**Document passage:**
If the paint scheme changes are worse looking than the real thing, then it would be nice to know ahead of time.

 

Andrew

You'd think Lionel would know better, since they made an E6 about 10 or 12 years ago with the correct herald. The saving grace is, it wouldn't be rocket science to get a correct herald and apply it over the top of the incorrect one. 
 
Still no excuse for an error of this kind on an $800 unit!
 
Originally Posted by Jerry Nolan:

When the new Lionel catalog came out I noticed a potential detail error on the Milwaukee Road E-7 Legacy diesel set. The Milwaukee tilted rectangle herald on the engine reads "The Milwaukee Road" and not "Chicago Milwaukee St. Paul and Pacific" which would be correct for the 1947-48 time frame of the engine's original paint job. Granted, it might be just myself and other Milwaukee geeks who notice stuff like this, but jeez! For $800+ it should be correct. If I can buy a Micro-Trains N scale boxcar and read the journal repacking dates with a magnifier I'm pretty sure Lionel can apply the correct CMSP&P herald on an O gauge E-7.

**What you will do:**
Answer these questions from the forum thread about the Lionel Milwaukee Road diesel:
1. What wording appears on the herald of the Milwaukee Road E-7 in the new catalog?
2. About how long ago did Lionel make an E6 with the correct herald?
3. What time frame is given for the engine's original paint job?
The records that come next have no connection to the forum thread.

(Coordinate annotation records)
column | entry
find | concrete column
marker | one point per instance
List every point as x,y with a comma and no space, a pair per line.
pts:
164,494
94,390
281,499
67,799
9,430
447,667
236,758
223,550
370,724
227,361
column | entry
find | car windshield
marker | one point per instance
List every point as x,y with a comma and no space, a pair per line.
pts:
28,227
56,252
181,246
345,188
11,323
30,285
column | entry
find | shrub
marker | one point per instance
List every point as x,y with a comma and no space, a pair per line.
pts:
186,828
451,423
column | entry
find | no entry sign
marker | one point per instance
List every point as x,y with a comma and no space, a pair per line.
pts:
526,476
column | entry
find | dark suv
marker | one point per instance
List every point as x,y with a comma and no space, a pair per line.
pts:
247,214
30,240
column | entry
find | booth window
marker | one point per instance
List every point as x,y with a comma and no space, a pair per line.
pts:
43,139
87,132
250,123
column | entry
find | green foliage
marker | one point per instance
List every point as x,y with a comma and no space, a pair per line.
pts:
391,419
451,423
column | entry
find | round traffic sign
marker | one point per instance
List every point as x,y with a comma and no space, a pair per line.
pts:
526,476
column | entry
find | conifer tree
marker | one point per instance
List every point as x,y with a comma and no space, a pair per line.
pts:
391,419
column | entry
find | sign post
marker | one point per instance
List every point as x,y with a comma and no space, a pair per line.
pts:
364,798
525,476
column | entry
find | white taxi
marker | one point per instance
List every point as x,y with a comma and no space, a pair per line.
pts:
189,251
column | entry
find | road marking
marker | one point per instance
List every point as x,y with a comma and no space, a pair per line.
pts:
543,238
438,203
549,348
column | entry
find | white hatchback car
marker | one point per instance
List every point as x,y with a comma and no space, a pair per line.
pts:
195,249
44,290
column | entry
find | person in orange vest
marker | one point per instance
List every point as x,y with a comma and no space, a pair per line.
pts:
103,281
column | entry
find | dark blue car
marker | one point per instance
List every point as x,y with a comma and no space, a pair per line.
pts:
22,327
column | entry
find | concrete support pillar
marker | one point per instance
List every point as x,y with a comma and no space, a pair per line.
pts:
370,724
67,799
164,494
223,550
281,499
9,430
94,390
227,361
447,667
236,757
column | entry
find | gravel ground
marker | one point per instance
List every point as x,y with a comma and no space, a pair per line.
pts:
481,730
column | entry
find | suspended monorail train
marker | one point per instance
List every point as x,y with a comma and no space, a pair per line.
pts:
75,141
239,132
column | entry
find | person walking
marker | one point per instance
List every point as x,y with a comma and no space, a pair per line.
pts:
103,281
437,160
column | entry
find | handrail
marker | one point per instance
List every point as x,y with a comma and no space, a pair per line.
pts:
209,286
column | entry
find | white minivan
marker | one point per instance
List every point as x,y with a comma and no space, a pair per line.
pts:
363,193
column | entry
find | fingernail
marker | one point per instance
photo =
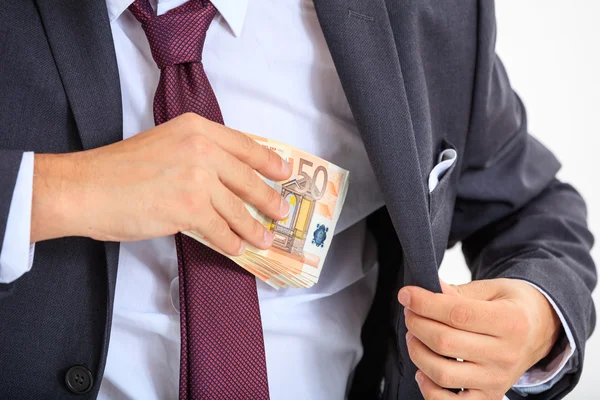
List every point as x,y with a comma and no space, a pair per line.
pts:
404,297
284,208
268,237
242,248
419,378
286,167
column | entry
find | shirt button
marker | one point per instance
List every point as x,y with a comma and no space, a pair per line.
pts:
175,294
79,379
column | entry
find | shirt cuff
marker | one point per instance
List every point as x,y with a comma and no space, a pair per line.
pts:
540,378
16,256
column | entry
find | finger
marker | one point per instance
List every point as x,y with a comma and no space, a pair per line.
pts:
445,372
448,288
489,289
477,316
451,342
431,390
247,150
244,182
214,228
234,212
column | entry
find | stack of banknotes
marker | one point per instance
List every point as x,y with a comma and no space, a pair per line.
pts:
316,193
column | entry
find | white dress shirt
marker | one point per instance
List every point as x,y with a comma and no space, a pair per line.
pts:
271,71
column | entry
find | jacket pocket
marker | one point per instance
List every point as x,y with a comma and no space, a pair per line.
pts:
441,200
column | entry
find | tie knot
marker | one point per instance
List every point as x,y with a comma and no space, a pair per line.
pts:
177,36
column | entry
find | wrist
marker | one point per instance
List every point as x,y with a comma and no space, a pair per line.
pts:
58,199
549,327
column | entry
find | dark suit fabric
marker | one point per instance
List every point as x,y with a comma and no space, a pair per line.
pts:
420,77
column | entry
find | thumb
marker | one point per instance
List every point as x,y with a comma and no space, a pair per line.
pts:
478,290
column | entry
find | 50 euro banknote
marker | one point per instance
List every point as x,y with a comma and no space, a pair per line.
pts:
315,193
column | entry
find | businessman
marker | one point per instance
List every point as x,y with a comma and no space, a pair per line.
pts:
120,126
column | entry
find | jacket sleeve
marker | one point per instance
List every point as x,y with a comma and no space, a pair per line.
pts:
514,218
10,162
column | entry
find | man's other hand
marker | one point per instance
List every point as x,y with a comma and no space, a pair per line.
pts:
499,327
186,174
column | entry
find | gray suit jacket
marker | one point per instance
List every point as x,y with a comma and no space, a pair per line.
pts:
420,77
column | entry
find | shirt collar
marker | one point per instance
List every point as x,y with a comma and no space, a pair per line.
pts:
232,11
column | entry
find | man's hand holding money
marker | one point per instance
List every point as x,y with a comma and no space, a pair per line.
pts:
186,174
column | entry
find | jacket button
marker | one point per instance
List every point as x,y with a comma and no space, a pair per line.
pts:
79,379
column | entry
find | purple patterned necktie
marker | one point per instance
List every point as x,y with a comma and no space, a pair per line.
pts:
222,347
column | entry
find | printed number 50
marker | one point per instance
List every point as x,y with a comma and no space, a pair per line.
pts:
311,183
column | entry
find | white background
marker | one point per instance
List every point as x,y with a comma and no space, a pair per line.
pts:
551,50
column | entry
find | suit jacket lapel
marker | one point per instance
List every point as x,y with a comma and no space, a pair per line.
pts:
362,45
81,42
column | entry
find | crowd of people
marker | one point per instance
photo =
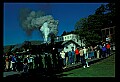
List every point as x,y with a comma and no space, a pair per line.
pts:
55,59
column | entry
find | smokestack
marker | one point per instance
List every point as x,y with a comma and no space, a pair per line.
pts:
38,20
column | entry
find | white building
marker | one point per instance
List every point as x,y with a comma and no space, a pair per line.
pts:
70,41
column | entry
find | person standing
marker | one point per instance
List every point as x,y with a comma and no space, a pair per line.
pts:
73,56
85,54
70,57
108,49
77,55
62,53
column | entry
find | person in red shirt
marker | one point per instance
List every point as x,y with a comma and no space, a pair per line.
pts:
77,55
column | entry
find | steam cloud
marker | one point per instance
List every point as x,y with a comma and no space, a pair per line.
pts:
31,20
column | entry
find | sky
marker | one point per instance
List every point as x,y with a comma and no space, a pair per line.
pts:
66,13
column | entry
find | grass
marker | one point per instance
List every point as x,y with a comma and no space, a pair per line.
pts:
103,68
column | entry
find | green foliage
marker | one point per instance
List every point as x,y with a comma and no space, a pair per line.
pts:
90,27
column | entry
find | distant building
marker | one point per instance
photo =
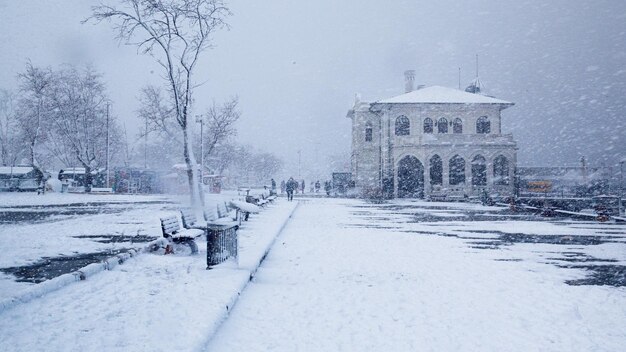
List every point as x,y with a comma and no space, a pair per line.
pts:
19,178
432,141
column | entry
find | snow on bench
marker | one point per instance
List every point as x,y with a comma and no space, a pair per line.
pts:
174,233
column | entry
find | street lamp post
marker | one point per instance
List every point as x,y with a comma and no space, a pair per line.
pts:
107,162
621,184
201,122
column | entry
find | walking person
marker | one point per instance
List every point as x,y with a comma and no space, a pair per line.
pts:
290,187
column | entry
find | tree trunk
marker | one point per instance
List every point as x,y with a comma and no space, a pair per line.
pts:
197,200
88,179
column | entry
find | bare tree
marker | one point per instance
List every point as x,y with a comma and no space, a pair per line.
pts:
33,110
11,144
175,33
79,113
220,125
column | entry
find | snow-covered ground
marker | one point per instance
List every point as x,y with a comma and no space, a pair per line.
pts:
371,279
345,275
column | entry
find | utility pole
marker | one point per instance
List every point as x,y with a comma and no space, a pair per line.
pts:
108,172
299,159
201,121
145,147
621,184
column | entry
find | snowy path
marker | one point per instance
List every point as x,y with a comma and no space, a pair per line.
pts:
327,286
150,303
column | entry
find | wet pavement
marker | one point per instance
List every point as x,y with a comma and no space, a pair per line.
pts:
599,271
50,267
37,214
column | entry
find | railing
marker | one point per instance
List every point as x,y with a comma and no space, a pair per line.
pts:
221,244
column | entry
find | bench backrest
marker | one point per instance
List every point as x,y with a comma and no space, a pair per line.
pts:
188,217
170,225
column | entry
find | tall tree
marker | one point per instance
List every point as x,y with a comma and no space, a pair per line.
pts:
175,33
80,120
220,126
33,109
10,142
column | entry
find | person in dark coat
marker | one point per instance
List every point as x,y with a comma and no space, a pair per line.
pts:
290,187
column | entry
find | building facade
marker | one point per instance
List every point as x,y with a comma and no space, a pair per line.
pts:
430,142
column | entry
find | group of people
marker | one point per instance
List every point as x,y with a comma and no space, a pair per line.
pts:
292,186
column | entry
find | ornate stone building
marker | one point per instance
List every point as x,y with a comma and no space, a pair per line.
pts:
432,141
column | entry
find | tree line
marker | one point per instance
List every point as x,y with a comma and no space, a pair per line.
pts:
63,117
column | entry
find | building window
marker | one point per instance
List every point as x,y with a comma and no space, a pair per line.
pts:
501,170
403,126
479,171
428,125
436,170
442,125
457,170
483,126
457,126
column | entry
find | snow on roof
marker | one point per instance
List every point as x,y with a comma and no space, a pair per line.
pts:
15,170
441,95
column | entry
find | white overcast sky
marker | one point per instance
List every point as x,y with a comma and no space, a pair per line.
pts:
296,66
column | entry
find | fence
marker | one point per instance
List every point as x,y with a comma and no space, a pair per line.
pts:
221,243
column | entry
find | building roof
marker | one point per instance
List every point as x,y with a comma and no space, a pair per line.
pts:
15,170
442,95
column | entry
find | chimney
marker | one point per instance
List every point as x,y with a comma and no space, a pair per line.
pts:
409,81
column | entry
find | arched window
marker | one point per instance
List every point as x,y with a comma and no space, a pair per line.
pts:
483,125
428,125
479,171
403,126
457,170
436,170
457,126
442,125
501,170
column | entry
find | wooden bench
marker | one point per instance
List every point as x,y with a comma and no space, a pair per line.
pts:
174,233
243,209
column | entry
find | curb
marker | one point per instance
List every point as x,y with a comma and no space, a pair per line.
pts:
81,274
235,297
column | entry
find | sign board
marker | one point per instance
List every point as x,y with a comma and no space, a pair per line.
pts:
539,186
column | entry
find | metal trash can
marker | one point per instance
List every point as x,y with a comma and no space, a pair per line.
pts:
221,243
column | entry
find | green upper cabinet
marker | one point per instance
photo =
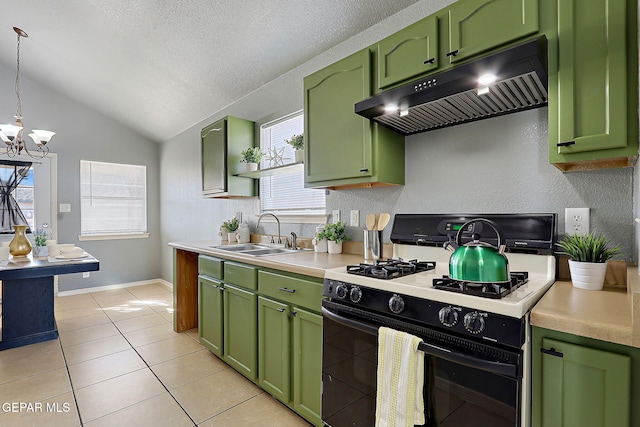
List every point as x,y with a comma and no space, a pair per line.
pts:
476,26
593,98
221,145
408,53
343,149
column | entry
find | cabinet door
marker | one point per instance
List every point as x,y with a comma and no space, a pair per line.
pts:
214,155
274,347
241,330
307,364
592,77
408,53
338,141
210,314
584,387
476,26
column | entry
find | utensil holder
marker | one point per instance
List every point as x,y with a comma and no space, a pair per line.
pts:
372,244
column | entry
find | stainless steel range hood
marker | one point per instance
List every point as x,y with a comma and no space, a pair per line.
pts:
454,96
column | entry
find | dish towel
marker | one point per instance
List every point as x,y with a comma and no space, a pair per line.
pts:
399,399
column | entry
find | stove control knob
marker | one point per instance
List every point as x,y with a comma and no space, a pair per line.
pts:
356,294
448,316
342,291
474,322
396,304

**Finished exercise:**
1. "The Milwaukee Road"
2. About 10 or 12 years ago
3. 1947-48